*Work order*.
Please copy every record below exactly, leaving out the pictures.

[Point-per-instance localization data]

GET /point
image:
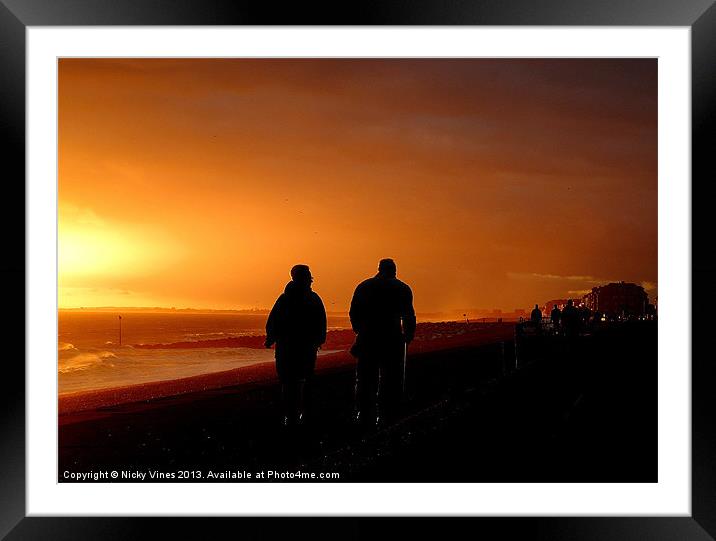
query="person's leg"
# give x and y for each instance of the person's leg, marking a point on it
(366, 385)
(300, 405)
(391, 385)
(286, 402)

*Exercise result*.
GET /point
image:
query="person's leg"
# give x and y for each instance of the person's leg, marking a point on it
(366, 385)
(300, 405)
(391, 385)
(286, 402)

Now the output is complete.